**Problem to solve**
How many lines in the material below contain the string "tire"? Answer with the number alone.

**Excerpted data**

Segment Open

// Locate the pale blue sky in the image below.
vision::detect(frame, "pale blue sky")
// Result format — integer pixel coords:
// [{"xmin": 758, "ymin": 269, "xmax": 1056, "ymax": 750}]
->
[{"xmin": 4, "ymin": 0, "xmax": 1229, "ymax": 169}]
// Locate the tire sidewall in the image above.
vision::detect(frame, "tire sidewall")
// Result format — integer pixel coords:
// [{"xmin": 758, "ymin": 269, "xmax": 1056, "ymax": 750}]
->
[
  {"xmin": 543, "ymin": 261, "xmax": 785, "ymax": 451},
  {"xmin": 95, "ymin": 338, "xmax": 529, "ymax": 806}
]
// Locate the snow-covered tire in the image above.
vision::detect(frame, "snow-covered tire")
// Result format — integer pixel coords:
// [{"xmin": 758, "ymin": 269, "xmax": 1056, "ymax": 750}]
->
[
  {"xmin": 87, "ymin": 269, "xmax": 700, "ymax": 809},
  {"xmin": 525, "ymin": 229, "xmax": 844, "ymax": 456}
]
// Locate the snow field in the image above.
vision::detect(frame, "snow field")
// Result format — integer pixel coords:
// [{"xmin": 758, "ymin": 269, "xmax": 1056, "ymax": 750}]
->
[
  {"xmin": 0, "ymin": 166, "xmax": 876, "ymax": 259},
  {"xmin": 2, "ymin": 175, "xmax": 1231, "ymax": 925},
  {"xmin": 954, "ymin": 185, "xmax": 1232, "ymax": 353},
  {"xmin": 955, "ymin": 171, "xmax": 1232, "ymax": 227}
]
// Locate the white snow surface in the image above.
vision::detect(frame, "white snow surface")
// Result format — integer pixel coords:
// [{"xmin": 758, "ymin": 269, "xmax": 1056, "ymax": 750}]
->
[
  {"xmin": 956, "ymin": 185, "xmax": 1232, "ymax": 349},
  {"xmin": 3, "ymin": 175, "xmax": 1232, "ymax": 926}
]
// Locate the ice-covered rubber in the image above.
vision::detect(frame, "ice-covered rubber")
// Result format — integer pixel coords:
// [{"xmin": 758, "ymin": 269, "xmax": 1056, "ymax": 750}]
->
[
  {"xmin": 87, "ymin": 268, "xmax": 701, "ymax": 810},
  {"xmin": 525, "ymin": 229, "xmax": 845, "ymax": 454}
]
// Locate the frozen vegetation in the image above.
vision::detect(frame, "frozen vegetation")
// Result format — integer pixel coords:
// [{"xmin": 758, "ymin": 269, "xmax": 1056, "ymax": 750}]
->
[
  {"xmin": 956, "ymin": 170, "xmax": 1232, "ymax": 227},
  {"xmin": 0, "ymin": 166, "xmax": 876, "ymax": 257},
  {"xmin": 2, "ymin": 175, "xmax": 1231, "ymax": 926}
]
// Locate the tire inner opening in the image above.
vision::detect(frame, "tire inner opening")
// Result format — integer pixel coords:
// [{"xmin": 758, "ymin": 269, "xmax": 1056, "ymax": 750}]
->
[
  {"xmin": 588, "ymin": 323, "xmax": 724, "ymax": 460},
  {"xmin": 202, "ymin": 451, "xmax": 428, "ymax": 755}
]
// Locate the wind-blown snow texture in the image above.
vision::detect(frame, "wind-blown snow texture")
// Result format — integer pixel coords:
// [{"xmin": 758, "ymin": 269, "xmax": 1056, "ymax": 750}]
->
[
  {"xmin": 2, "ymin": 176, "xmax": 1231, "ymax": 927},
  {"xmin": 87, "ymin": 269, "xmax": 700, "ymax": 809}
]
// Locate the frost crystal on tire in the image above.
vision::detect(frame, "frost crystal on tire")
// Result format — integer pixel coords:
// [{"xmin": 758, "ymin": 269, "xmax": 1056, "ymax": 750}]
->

Segment Closed

**Task answer**
8